• Task requirements:
#1 List every car model named in the Audi RS 7 review below.
#2 Write the next few paragraphs of the Audi RS 7 review, picking up after its final sentence.

• Source text:

..............................

BBC Autos

Review

Audi RS 7: Luxurious brutality

HIDE CAPTION

Cruising the Nevada desert, the Audi RS 7 sprints from Nellis Air Force Base, home of the Thunderbirds aerobatics team, to Creech Air Force Base, home of the Predator attack drone.

It is a trip from the past to the future of aerial combat, in a vehicle that neatly bridges the past and future of ground-based supersports luxury.

There once was a time when steel-nerved fighter jocks like those at Nellis flew missions, but now Creech’s flyers, reared on the Call of Duty video game franchise, guide drones by remote control from banks of computers.

And there was a time when Mercedes-Benz and BMW were the automatic go-tos for ultra-swift luxury four-doors, especially when those machines were tuned by the companies’ respective AMG and M divisions.

Times change, and a challenger from Ingolstadt aims to usurp the established order. Here, then, is the RS 7, a 560-horsepower, 180mph all-wheel-drive rocket sled that leaves a shock wave across the desert.

But while driving such an astonishingly fast car might once have required some sacrifice – some strapping in, warming up, systems checking and counting down (plus some discomfort from a cockpit designed for g-force resistance) – the RS 7’s pilot relaxes in the same Barcalounger-like comfort as Creech's remote-control jockeys.

Audi's marriage of brute force and plushness brings a new wrinkle to the maximum sport sedan segment. The Mercedes-Benz CLS63 AMG is an iron fist in silk glove, with a ferocious, snarling nature. The RS 7 summons comparable swiftness and a delectable growl, but without quite the ostentatiously loud exhaust of the AMG. The Audi is content to fill out its suit beautifully, while the AMG would like you to notice its sculpted pecs. Which are impressive, mind.

BMW's M6 Gran Coupe also contends, aiming to impress as much with brains as brawn. But the car's video arcade feel, with its joystick shifter, dual-clutch transmission and impenetrable iDrive interface, can dilute the driving experience.

The RS 7’s power source is a relentless twin-turbo 4-liter V8 engine that vaults the luxury liner to 60mph in a manufacturer-estimated 3.7 seconds. With power coursing through the ZF eight-speed automatic transmission and Audi’s Quattro all-wheel drive system, power meets asphalt without the roar and screech typically associated with such authoritative acceleration.

..............................

[Items from a data source]

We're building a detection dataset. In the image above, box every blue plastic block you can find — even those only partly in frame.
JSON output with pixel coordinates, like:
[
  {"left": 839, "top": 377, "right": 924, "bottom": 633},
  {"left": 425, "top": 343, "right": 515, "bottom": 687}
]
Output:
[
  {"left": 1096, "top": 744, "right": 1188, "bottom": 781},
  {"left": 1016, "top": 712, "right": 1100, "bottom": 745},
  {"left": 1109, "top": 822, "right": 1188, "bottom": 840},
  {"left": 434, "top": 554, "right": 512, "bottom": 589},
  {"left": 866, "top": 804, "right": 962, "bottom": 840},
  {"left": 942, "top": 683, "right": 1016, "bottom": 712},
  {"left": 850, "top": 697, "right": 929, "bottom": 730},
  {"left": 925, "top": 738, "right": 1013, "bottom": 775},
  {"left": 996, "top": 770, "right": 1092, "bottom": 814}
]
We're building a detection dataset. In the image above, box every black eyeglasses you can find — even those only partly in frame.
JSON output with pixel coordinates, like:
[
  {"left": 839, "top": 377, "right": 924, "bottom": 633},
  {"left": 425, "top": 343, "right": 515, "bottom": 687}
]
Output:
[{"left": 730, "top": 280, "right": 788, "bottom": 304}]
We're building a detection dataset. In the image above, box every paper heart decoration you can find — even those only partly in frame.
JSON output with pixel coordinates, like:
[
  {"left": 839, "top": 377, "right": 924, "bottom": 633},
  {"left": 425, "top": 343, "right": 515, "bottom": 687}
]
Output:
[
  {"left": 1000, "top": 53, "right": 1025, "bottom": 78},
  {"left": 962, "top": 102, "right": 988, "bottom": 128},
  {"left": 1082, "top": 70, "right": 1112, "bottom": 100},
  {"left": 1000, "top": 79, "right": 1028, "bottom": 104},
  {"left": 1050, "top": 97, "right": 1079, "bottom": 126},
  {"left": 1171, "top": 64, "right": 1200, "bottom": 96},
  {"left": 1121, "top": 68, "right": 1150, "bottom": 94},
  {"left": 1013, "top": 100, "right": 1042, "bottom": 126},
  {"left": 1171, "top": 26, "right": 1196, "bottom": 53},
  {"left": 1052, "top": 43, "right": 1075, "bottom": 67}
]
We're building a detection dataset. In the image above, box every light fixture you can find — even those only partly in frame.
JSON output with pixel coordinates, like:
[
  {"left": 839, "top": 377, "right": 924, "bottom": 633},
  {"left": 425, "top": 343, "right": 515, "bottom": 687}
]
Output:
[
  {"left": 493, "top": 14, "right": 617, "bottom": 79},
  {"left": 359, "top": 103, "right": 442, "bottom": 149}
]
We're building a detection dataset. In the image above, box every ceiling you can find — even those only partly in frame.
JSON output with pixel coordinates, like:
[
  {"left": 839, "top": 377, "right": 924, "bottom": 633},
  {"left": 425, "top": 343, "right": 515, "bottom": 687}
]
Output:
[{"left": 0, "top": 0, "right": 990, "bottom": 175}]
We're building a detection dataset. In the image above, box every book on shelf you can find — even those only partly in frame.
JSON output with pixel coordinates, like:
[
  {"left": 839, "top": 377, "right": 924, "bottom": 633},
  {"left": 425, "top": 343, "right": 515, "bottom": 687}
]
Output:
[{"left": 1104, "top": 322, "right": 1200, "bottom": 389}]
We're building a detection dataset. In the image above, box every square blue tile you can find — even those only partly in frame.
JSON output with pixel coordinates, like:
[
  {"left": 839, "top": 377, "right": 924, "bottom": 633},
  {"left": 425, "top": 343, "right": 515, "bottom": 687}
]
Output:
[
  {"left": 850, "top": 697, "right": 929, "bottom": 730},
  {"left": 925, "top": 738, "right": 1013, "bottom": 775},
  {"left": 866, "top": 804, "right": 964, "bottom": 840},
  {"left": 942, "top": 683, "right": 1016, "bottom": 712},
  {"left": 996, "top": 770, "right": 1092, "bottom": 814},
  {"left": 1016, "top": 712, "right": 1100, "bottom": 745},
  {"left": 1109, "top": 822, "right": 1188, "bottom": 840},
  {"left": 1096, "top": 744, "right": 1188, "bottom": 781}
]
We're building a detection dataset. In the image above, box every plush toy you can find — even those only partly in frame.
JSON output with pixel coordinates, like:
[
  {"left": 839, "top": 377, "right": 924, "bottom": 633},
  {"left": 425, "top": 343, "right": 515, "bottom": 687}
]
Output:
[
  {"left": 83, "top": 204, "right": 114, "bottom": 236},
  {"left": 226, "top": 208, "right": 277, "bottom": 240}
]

..............................

• Answer set:
#1 Audi RS 7, Mercedes-Benz CLS63 AMG, BMW M6 Gran Coupe

#2
In fact, everything about the RS 7’s astonishing performance is magnified by its nonchalance. Occupants are coddled in deliciously soft leather and soothed by a reverie-shattering Bang & Olufsen sound system, a $5,900 option.

Audi found a new way to lend warmth to its popular black interior trim. The RS 7 uses a black wood finished with an open-pore stain that is layered with strips of aluminium. It is a novel way to convey sleekness and high design without sacrificing the feel of real wood. It is something suited to a starchitect’s office furniture.

Outside, the RS 7 strafes the desert with the cool remove of a stealth bomber. Audi says the car is limited to 174mph, but there may be a little fudge factor in the governor, as European-specification cars top out at 189mph.

Despite the RS 7’s power and fury, it veritably tiptoes past petrol pumps – at least when considering it is a 4,475lb car packing 560 horsepower – scoring an improbable 27mpg on the EPA’s highway fuel economy test. Combined with its less-amazing 16mpg city rating, the overall rating is 19mpg, a score that lets the car slip past the US government’s punitive gas guzzler tax.

Driving the RS 7 is enjoyably straightforward, with no inscrutable new conventions to adopt in order to wring out its potential. Mercedes and BMW employ toy-like joystick shifters that spring back to the centre position, providing no tactile feedback whatsoever. Worse, the BMW has no Park position or button; the driver shuts the engine off with the transmission in gear, and the car automatically defaults to Park. It is easy, sure, but also confusingly contrary to decades of convention.

Audi engineers, smart lot that they are, shy from positing solutions to non-existent problems.

The RS 7’s intuitiveness extends to its infotainment system, which tromps those of its German counterparts for sensible operation and non-obtrusive redundant controls. The car goes about its business as a dutiful assistant, rather than a boisterous jester, relentlessly seeking the boss’s attention.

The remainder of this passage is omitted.